=== Given problem ===
Rewrite the following listing as a numbered list, one entry per line, with blank lines omitted.
= = = = =
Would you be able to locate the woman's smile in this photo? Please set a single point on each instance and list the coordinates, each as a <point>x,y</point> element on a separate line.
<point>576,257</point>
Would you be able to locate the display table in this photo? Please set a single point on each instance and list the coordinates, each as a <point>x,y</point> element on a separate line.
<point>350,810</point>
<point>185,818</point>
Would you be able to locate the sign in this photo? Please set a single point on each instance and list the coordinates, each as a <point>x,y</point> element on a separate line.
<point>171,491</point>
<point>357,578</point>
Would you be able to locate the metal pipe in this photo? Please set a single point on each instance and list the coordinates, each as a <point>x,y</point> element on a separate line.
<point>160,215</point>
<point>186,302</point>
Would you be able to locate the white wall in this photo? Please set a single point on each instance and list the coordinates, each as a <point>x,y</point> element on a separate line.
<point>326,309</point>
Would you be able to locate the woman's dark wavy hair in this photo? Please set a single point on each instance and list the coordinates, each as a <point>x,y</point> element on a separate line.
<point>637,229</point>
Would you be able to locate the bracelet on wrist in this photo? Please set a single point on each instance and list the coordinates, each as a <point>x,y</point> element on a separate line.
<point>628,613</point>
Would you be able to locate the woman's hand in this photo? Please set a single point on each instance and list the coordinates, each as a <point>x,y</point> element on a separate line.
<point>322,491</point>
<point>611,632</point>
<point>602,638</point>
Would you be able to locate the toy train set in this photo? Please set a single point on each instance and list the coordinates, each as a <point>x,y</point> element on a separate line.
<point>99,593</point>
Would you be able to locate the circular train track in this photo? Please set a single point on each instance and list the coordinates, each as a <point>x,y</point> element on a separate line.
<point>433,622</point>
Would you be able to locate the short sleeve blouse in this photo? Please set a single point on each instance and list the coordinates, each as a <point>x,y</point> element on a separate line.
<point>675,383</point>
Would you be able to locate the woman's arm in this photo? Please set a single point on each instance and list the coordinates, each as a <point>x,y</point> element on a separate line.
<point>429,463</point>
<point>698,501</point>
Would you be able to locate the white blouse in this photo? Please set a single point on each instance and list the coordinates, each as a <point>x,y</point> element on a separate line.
= = = = =
=== Finished exercise ===
1. Would you be able to locate the woman's smile in this photo? Please set a single point on each instance and list the coordinates, each as a <point>x,y</point> element on a separate line.
2. <point>576,257</point>
3. Would you be able to locate the display table in this photo? Please set a single point on each instance and list the coordinates, each as a <point>x,y</point> element on a separate line.
4. <point>350,810</point>
5. <point>185,818</point>
6. Would you be able to locate the sign in this photo? Please set a single point on each instance and list the coordinates, each as a <point>x,y</point> element on a separate line.
7. <point>171,491</point>
8. <point>357,578</point>
9. Would you be able to locate the metal pipe in this photo? Please set a single point on each instance and list the coordinates, each as a <point>x,y</point> element on a separate line.
10. <point>160,215</point>
11. <point>186,302</point>
12. Would you be able to locate the white wall in this photo? Please set a single point on each instance and list the coordinates, each as a <point>x,y</point> element on a separate line.
13. <point>326,309</point>
14. Would you be able to locate the woman's dark wavy hair in this photo? Please set a single point on each instance and list the coordinates, each as a <point>x,y</point> element on a separate line.
15. <point>637,229</point>
16. Would you be able to locate the bracelet on wrist in this photo? Please set a single point on each instance and list the coordinates, each as a <point>x,y</point> element on a separate line.
17. <point>628,613</point>
18. Would you be able to locate the woman's hand in this photo? Please set a single point on each instance and list the coordinates, each as a <point>x,y</point> element on a separate line.
19. <point>322,491</point>
20. <point>611,632</point>
21. <point>602,638</point>
22. Would you be able to locate the toy train set in this photo? Please set a single point on each instance and list the coordinates, each as a <point>x,y</point> element on a separate line.
23. <point>99,593</point>
24. Would you be able to locate the circular train track in this photo? Please set a single point on each instance and list the coordinates, each as a <point>x,y</point> element on a separate line.
25. <point>433,622</point>
26. Would you be able to locate the short sleeve blouse in this photo? Please set a single point on each instance and list the coordinates, each as a <point>x,y</point> element on a separate line.
27. <point>675,383</point>
28. Would you be able to locate the woman's arm in this photo? Please set a single point on each instance and list the coordinates, each as a <point>x,y</point> element on a separate line.
29. <point>429,463</point>
30. <point>698,501</point>
31. Would you be able to locate the white blouse in this photo? Please set a single point on each instance and list the coordinates, each as a <point>x,y</point> element on a separate line.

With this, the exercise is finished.